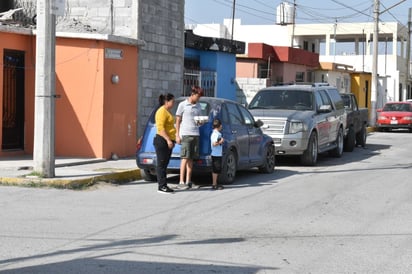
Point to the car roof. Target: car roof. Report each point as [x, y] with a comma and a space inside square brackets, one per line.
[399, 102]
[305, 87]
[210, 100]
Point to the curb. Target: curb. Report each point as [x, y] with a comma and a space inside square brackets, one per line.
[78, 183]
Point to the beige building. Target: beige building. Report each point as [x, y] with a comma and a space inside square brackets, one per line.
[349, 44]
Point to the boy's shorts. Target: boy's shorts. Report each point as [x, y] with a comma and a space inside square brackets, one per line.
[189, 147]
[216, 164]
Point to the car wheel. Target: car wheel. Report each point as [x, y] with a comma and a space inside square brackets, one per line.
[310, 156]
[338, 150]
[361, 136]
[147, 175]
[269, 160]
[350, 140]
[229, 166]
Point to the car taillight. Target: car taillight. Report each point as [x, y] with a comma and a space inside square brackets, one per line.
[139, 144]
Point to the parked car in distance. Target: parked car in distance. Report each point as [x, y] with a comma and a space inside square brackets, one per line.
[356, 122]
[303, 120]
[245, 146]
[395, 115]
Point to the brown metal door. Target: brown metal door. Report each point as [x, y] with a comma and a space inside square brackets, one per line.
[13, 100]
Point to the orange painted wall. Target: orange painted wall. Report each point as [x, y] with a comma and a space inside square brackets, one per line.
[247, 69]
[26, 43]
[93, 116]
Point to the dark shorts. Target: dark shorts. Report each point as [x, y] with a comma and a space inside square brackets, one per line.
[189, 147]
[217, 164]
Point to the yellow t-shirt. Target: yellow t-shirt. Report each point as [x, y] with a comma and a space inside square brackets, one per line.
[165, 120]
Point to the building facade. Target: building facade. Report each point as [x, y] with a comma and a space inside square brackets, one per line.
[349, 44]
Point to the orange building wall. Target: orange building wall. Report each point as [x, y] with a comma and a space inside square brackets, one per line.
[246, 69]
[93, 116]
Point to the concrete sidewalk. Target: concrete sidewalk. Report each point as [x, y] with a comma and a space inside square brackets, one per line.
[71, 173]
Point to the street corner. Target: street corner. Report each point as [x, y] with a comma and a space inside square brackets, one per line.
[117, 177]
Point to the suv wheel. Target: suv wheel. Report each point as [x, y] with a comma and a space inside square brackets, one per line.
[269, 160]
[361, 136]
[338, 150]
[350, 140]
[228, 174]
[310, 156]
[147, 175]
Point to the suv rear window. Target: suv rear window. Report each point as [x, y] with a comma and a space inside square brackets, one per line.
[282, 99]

==

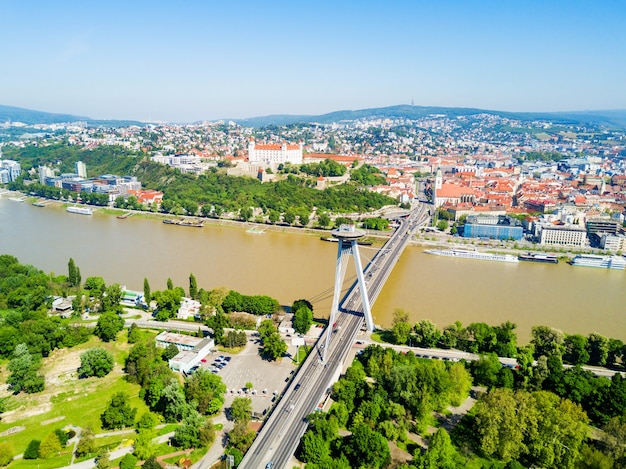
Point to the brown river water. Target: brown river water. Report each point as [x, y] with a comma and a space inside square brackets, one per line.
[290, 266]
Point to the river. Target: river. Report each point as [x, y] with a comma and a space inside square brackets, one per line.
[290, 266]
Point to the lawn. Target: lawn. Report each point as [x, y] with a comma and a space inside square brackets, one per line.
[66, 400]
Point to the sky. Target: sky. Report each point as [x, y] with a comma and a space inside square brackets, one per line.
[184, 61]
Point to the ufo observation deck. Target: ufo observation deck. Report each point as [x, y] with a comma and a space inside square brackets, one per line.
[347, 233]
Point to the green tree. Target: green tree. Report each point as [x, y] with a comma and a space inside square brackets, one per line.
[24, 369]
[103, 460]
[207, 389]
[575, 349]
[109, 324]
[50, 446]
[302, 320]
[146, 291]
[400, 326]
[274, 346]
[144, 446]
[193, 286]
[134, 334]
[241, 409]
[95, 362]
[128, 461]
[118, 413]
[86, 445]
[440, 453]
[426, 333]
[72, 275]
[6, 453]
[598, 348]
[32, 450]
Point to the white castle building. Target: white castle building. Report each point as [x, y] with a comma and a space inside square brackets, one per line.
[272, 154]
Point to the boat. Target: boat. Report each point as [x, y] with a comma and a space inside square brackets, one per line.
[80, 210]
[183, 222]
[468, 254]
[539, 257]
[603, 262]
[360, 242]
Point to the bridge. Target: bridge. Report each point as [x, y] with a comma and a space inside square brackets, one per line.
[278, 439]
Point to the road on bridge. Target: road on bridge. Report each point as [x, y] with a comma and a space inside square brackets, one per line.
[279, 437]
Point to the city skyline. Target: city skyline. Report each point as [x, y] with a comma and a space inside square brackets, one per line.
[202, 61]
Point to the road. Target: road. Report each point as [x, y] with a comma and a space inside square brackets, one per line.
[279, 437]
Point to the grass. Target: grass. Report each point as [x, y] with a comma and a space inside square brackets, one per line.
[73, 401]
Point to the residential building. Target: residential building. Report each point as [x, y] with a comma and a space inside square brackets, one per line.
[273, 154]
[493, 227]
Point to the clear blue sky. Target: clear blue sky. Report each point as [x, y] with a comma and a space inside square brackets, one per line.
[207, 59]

* * *

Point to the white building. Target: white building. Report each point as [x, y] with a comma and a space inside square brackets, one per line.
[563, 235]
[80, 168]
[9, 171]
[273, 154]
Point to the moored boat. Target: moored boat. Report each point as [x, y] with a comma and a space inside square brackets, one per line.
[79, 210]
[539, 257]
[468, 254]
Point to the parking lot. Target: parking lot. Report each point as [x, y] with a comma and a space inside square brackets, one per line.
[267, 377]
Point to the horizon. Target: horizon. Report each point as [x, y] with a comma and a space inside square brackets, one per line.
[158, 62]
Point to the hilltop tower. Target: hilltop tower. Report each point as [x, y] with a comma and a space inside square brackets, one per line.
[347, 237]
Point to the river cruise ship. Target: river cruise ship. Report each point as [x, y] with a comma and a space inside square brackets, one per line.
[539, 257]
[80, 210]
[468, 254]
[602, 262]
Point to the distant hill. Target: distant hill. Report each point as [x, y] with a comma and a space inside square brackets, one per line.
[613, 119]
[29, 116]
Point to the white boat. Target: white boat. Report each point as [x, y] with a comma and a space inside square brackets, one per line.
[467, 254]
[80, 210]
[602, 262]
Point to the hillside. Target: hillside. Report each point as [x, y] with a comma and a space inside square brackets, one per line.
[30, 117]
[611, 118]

## Exercise details
Locate each line in the material above that contains the word "brown" and copy every such line in full.

## Response to this task
Point to the brown metal door. Target: brown metal door. Report each point as [x, y] with a comma and a space inside square brackets, one per line.
Point to the brown river water. Target: brown river water. Report each point as [x, y] with a comma and a space inside square brackets, one per line.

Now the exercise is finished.